* _About this task_
Look below for the line containing "Target: white cloud". Output it and each remaining line of the entries exactly, and nothing else.

Saved entries
%%
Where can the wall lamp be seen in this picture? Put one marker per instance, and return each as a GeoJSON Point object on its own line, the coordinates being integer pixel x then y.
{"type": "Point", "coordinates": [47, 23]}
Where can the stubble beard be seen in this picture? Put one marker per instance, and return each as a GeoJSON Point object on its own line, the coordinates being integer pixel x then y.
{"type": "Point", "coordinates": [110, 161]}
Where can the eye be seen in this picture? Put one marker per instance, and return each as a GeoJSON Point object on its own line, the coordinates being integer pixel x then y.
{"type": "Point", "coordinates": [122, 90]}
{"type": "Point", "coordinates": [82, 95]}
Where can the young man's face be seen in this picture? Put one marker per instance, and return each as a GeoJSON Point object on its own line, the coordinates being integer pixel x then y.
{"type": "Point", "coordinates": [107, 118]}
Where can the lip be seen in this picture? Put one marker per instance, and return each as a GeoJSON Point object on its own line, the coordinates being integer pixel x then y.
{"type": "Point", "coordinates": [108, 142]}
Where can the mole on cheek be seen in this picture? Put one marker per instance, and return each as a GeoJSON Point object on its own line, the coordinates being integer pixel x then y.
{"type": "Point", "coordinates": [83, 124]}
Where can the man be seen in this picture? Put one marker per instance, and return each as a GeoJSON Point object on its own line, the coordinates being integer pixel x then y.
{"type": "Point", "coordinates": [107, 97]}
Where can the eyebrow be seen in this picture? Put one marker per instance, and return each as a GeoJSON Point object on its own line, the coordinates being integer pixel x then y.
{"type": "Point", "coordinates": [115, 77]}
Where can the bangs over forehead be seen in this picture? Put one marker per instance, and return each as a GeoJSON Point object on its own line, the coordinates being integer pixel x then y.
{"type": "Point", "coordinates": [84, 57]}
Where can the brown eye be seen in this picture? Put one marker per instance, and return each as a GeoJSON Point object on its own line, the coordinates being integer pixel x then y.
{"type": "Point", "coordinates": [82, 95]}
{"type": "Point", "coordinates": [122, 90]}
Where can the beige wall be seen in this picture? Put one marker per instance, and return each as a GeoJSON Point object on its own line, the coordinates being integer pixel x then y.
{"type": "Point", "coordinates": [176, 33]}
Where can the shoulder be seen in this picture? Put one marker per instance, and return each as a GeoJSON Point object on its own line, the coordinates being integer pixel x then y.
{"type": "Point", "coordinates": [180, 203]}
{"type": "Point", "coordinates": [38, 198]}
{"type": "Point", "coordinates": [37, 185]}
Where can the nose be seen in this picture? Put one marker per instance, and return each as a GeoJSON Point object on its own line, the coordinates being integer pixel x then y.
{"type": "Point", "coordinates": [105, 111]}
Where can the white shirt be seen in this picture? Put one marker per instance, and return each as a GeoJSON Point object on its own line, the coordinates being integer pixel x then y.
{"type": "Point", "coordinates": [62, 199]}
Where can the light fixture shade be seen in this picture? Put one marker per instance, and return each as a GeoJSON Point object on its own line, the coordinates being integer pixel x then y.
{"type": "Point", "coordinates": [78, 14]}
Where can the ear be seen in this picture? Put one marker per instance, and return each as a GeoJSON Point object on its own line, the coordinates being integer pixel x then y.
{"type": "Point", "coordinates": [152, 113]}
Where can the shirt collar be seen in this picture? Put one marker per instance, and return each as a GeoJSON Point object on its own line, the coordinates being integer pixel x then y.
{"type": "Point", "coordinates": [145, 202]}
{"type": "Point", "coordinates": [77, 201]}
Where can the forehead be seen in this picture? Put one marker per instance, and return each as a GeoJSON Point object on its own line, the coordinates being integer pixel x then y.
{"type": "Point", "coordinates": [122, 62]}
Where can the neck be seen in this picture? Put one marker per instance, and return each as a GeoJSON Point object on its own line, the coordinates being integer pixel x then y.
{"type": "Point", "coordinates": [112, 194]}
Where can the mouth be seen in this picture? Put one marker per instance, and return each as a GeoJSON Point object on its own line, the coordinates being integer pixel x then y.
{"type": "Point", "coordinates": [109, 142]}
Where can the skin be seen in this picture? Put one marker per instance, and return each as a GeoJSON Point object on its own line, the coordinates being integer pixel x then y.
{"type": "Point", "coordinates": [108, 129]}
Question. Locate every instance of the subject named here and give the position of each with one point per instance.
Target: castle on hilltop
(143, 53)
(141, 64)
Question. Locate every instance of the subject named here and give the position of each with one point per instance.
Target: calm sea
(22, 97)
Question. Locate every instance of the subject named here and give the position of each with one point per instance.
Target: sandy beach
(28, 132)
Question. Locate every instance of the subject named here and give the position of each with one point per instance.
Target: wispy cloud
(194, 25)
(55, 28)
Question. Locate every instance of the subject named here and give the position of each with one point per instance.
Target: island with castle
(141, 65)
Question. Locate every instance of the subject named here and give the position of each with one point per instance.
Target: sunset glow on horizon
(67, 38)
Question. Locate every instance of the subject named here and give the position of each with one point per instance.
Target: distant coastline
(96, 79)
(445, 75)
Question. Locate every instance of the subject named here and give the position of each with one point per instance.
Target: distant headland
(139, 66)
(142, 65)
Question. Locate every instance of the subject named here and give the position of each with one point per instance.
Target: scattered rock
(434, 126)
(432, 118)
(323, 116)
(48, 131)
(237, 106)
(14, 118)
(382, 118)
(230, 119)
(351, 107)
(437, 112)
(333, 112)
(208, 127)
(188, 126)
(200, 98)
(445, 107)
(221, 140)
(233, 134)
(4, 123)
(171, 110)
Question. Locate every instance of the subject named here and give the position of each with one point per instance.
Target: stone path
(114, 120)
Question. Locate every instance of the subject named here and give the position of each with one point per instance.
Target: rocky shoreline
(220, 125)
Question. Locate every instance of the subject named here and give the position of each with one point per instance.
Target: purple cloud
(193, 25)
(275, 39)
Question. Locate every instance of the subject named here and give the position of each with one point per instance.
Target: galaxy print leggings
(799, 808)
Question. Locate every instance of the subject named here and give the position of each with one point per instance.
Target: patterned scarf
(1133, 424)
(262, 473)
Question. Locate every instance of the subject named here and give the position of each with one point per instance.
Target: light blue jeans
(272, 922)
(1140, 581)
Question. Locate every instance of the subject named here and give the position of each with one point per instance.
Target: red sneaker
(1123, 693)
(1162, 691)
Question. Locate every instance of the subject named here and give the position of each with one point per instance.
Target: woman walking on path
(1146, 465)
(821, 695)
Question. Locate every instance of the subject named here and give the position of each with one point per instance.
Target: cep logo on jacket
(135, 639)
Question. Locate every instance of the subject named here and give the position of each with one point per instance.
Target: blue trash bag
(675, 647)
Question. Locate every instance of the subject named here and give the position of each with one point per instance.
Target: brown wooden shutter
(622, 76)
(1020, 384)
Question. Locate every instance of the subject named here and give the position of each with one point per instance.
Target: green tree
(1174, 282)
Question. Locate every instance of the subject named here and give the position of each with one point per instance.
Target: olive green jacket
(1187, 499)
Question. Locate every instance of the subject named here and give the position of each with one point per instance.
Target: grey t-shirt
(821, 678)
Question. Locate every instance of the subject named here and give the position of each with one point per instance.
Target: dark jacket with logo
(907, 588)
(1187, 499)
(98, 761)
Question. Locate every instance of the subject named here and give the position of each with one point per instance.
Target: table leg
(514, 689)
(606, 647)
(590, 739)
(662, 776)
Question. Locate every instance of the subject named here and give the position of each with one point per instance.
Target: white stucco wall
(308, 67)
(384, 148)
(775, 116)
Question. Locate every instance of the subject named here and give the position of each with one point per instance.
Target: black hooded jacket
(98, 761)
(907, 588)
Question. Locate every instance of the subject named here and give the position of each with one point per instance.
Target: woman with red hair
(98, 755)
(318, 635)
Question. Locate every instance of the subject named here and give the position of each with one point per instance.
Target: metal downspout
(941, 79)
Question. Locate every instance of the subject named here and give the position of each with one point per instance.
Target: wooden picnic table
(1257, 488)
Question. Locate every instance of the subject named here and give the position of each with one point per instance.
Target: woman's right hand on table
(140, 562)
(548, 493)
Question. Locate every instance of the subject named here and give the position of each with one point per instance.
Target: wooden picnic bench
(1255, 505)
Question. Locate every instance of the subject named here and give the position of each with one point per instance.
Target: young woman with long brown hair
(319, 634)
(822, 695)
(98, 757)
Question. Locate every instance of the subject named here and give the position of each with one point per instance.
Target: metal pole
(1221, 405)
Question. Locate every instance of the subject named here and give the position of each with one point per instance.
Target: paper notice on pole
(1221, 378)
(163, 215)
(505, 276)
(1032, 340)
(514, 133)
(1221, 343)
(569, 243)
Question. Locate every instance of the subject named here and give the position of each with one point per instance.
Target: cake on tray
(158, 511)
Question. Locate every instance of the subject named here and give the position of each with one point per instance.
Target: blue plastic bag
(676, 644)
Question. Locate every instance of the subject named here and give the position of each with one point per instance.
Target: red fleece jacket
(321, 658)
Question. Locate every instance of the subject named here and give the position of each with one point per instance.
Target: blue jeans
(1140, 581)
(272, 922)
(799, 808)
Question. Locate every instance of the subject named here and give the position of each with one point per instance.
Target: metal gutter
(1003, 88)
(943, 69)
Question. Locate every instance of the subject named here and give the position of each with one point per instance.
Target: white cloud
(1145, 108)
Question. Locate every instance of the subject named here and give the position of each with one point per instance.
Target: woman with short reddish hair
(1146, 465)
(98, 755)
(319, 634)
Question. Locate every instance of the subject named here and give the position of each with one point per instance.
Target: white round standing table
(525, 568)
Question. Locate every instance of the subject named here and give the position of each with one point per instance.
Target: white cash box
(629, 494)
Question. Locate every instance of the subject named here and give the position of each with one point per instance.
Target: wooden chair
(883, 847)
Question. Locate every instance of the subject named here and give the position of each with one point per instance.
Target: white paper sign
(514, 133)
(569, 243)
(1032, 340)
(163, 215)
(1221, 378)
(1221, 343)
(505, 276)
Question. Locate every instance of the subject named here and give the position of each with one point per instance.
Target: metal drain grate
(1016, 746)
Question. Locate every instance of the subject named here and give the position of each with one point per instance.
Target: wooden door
%%
* _Solution below_
Target: white cloud
(1145, 108)
Question. Locate every instance of the subject named here and give the position of each with one point per instance.
Target: woman with short reddish hair
(1146, 465)
(98, 755)
(319, 634)
Question. Locate every instance of the subject named here and give the position of each with one point per instance.
Target: white round standing table
(525, 568)
Question. Locate every instance of the subject named here and give the position of each with one point per instance.
Target: white cash box
(629, 494)
Question. Locate every instance of the subject named here and give the position of each with one point per instance.
Target: wooden chair
(883, 847)
Question. Locate every instance of the subject named here and give the position of each with one point per instance.
Target: white paper sign
(514, 133)
(569, 243)
(1032, 340)
(163, 215)
(1221, 378)
(1221, 343)
(505, 276)
Question. Locate every instance of the subject named here and give the position of each with one point per instance.
Target: metal drain grate
(1016, 746)
Question. Locate every instance of the subject named here and give the position of each with one point per instance.
Target: wooden door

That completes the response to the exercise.